## What the exercise asks
Report every line in the data below that contains the word "lace", copying each such line in full.

— begin Data supplied —

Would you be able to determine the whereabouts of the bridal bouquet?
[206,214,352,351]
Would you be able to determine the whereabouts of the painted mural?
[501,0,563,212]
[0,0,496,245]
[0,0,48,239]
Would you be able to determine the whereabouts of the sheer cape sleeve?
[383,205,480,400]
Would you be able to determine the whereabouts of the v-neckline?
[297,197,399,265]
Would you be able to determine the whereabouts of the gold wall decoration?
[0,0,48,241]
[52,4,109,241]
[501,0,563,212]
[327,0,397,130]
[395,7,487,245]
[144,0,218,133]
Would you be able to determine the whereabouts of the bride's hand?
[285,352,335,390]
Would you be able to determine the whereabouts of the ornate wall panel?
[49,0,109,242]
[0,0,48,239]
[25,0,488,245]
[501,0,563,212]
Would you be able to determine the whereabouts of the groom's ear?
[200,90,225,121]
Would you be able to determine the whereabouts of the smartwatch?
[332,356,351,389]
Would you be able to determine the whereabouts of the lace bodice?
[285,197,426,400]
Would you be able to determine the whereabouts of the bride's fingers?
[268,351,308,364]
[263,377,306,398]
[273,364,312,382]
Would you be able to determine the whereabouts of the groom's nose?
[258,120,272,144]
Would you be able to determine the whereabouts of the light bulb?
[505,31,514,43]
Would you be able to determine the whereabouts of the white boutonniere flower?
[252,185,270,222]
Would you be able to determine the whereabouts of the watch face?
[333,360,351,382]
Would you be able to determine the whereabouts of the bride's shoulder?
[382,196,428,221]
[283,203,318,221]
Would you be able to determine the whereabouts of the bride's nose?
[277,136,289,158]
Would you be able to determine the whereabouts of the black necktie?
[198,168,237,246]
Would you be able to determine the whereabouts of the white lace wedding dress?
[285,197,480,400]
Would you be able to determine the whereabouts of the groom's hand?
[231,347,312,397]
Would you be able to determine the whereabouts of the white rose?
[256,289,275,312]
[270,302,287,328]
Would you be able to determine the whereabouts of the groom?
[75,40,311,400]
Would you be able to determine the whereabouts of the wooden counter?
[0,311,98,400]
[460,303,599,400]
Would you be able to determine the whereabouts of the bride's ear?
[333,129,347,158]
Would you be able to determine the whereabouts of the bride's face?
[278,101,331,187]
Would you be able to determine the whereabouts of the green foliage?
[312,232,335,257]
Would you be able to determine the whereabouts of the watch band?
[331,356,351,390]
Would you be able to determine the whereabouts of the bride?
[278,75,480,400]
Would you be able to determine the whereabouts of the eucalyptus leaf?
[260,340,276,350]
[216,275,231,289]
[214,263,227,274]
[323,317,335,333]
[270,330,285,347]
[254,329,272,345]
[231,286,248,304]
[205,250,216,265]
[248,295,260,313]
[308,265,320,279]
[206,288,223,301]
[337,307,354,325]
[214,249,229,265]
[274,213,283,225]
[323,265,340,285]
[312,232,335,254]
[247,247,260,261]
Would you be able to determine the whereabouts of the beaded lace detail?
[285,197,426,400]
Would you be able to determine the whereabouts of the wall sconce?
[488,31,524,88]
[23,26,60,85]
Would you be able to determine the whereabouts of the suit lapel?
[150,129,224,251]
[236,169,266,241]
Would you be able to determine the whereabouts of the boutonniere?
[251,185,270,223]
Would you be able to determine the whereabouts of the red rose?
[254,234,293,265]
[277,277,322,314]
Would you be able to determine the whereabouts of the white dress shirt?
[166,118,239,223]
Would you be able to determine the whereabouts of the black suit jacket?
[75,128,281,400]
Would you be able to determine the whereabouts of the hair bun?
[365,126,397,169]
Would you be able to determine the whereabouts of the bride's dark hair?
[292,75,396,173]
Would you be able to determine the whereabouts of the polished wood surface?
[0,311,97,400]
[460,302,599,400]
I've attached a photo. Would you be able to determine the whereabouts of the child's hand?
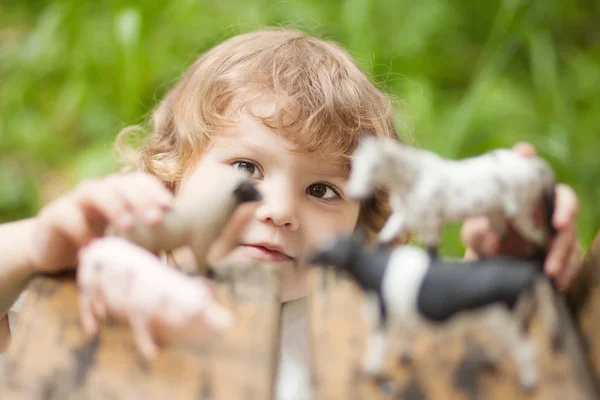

— end Data supplied —

## Completed task
Would you be able to determine the whereabouts of the lace bodice?
Would you be able to determine the whereabouts of the white lace wedding dress?
Would you be able to determine the whereabouts of the beaded lace detail?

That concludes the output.